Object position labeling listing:
## BEGIN

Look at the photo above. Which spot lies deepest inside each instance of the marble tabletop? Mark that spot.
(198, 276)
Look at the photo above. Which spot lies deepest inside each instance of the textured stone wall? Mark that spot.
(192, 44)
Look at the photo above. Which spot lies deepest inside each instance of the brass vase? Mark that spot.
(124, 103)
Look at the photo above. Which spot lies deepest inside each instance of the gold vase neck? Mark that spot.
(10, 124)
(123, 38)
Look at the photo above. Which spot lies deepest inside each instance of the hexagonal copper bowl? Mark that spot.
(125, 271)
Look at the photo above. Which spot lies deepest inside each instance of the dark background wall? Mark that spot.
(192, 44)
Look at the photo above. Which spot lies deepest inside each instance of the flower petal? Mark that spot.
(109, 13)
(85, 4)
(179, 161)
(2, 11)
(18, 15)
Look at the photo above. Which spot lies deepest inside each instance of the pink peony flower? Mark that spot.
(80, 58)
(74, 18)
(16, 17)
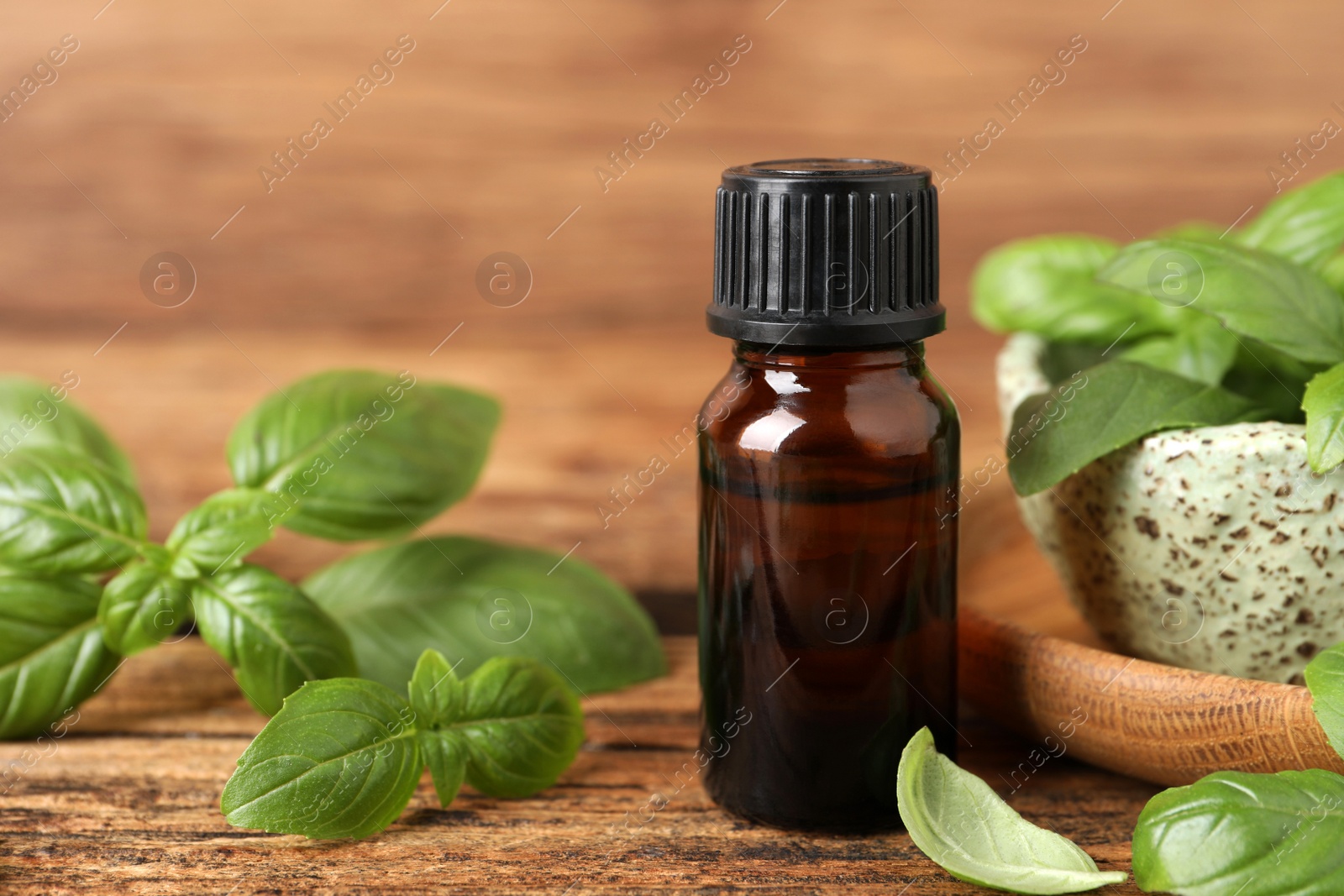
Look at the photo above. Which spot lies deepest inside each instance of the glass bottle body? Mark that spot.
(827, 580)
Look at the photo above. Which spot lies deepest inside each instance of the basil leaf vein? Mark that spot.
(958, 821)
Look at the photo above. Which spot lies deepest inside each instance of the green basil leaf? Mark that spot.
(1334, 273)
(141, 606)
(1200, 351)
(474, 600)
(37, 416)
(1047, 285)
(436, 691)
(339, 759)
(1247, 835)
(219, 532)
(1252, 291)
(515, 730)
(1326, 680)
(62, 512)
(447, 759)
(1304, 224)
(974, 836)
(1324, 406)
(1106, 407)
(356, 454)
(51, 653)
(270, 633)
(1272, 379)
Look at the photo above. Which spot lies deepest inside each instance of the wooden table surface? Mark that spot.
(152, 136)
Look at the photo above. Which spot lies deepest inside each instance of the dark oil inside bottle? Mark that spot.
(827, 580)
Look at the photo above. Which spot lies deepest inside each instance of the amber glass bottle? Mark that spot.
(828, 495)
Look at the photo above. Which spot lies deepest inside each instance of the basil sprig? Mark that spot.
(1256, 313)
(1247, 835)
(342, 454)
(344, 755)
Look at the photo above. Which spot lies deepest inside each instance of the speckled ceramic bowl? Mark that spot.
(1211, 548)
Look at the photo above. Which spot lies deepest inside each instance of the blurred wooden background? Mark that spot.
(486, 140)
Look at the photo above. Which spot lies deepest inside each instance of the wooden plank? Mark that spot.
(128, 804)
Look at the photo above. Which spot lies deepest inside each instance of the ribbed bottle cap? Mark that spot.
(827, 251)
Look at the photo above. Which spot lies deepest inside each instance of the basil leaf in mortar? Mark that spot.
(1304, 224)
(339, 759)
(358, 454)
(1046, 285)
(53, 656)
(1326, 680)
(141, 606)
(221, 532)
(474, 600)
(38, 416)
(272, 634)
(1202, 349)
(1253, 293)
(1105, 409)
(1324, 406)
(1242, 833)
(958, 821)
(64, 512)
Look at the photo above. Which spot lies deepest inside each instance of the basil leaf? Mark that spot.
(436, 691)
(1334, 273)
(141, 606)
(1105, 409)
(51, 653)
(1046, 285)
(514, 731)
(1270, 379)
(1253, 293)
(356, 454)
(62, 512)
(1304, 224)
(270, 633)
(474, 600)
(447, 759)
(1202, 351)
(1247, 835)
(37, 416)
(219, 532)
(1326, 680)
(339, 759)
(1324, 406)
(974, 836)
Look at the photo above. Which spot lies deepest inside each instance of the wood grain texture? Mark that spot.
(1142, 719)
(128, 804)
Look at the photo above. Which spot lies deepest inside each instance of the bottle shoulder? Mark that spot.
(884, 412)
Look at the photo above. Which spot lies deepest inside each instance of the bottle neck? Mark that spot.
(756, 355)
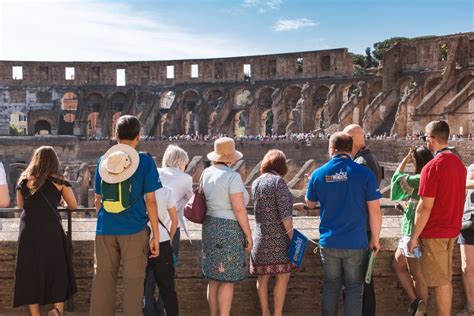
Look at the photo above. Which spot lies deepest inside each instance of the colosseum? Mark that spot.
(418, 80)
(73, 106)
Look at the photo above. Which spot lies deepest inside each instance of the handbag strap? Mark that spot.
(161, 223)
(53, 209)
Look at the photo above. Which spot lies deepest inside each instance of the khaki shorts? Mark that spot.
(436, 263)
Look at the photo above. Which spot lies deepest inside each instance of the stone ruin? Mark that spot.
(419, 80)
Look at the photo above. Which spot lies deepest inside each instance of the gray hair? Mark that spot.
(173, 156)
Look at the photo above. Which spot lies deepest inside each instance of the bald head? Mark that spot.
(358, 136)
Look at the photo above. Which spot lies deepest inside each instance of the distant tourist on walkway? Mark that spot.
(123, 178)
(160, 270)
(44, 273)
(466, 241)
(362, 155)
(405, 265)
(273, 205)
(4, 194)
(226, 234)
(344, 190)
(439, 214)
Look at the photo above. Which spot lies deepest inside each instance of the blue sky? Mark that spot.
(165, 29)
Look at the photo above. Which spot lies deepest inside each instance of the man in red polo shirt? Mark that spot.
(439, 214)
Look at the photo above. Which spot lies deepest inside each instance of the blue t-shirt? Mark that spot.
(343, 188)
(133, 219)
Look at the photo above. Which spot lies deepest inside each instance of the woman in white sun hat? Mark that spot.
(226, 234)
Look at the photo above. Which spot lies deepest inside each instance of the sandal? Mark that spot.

## END

Exercise goal: Rewrite the listing above, replacing every "Mark that spot" with "Label that point" and keeping everything else unchanged. Leave out the pictures.

Complete output:
Look at the photo above. Which spot lies deepest inside each instance of the marble tabletop? Label that point.
(198, 276)
Look at the photo above. Which spot lies deepest inside each instance of the textured stone wall? Label that point.
(192, 44)
Look at the photo above. Which spot lies deepest inside each instance of the brass vase? Label that point.
(124, 103)
Look at the photo above. Which spot lies deepest inside each instance of the gold vase neck? Label that point.
(10, 124)
(123, 38)
Look at the photo above. Which spot lies deepest inside each instance of the hexagonal copper bowl? Label that point.
(125, 271)
Look at the photo above. Which spot lies deepest inside each instance of the dark background wall? Label that point.
(192, 44)
Look at the photo above. Which spot lies deepest inside each instance of the flower petal? Label that point.
(109, 13)
(85, 4)
(179, 161)
(2, 11)
(18, 15)
Look at the photo above. Which spot lies deepest inside each instance of the pink peony flower? Label that point.
(80, 58)
(74, 18)
(16, 17)
Look at the photo above. Which spot lies deepest inside each instance of the glass bottle body? Label that point.
(827, 580)
Look at the photo above. Which spot lies deepest inside each instance of the basil leaf vein? Label that point.
(958, 821)
Look at the photo above. Which spot lies deepest inside each instance of the green basil leaf? Label that point.
(1334, 273)
(141, 606)
(1200, 351)
(474, 600)
(37, 416)
(1047, 285)
(436, 691)
(339, 759)
(1247, 835)
(219, 532)
(1252, 291)
(515, 730)
(1326, 680)
(62, 512)
(447, 759)
(1304, 224)
(974, 836)
(1324, 406)
(1106, 407)
(356, 454)
(51, 653)
(270, 633)
(1272, 379)
Look at the photo above. Which spot lies deepest inside each instance of the wooden table surface? Label that point.
(152, 136)
Look at the photo above. Which spot lies deepest inside each instance of the dark oil inside bottle? Label that point.
(827, 580)
Look at the photo above. Which spot lies deepest inside each instance of the amber glass bottle? Label that point.
(828, 495)
Look at the photo above. Which spot lies deepest inside each instance of the basil sprig? Label that point.
(1256, 313)
(1247, 835)
(342, 454)
(344, 755)
Look at the photo above. Which spot lies deepest inside each instance of the speckled ceramic bowl? Label that point.
(1211, 548)
Look at the photo above. Which spot lies deepest inside each instance of the blurred wooden background? Label that point.
(486, 140)
Look at the photo above. Which spot lies deepest inside each instance of the wooden plank? Label that point.
(128, 804)
Look at the photo above. Which spot lies deepest inside each instance of the ribbed bottle cap? Label that point.
(827, 251)
Look at the photo above. Which spot lies deepest inside each instance of the basil leaf in mortar? Label that point.
(1304, 224)
(339, 759)
(358, 454)
(1046, 285)
(53, 656)
(1326, 680)
(141, 606)
(221, 532)
(474, 600)
(38, 416)
(272, 634)
(1202, 349)
(1253, 293)
(1105, 409)
(1324, 406)
(1242, 833)
(958, 821)
(64, 512)
Look at the photo above. Which spot lies deepest inside each instance of the basil leaf? Label that point.
(436, 691)
(1334, 273)
(141, 606)
(1105, 409)
(51, 653)
(1046, 285)
(514, 731)
(1270, 379)
(1253, 293)
(356, 454)
(62, 512)
(1304, 224)
(270, 633)
(474, 600)
(447, 759)
(1202, 351)
(1247, 835)
(37, 416)
(219, 532)
(1326, 680)
(339, 759)
(1324, 406)
(974, 836)
Look at the photo above. Which spot lies deepest inside each instance of the wood grain texture? Label that point.
(1142, 719)
(128, 804)
Look at the photo above. Which spot lies deepest inside each instance of the bottle shoulder? Label that point.
(884, 412)
Look at the photo above. Which spot lies deepest inside each instance of the bottle neck? Label that point.
(756, 355)
Look at the photo above. Which spot lies deepest inside each instance of the colosseum? Label that point.
(418, 80)
(73, 106)
Look at the photo above. Which spot lies deepest inside each instance of the handbag strap? Label that point.
(161, 223)
(53, 209)
Look at the photo above. Which spot lies deepest inside each instance of the khaki shorts? Label that point.
(436, 263)
Look at the photo above. Which spot lies deepest inside each instance of the stone ruin? Label that point.
(419, 80)
Look at the photo above. Which spot lies deepest inside each instance of the gray hair? Label that point.
(173, 156)
Look at the photo above. Which spot lies deepest inside each instance of the bald head? Label that point.
(358, 136)
Look at the photo above. Which spot lies deepest inside each instance of the distant tourist on walkway? Label that point.
(123, 178)
(160, 270)
(44, 273)
(466, 241)
(362, 155)
(405, 265)
(273, 205)
(4, 194)
(226, 234)
(344, 190)
(439, 214)
Look at the photo above. Which spot lies deepest inside each instance of the blue sky? Label that point.
(165, 29)
Look at the photo above. Which spot lies deepest inside each instance of the man in red polo shirt? Label that point.
(439, 214)
Look at the photo above. Which spot lies deepest inside each instance of the blue t-shirt? Label that point.
(343, 188)
(133, 219)
Look at the photo above. Which spot lies deepest inside each instance of the woman in white sun hat? Label that point.
(226, 234)
Look at the photo above. Which spot lies deepest inside each instance of the sandal? Label that point.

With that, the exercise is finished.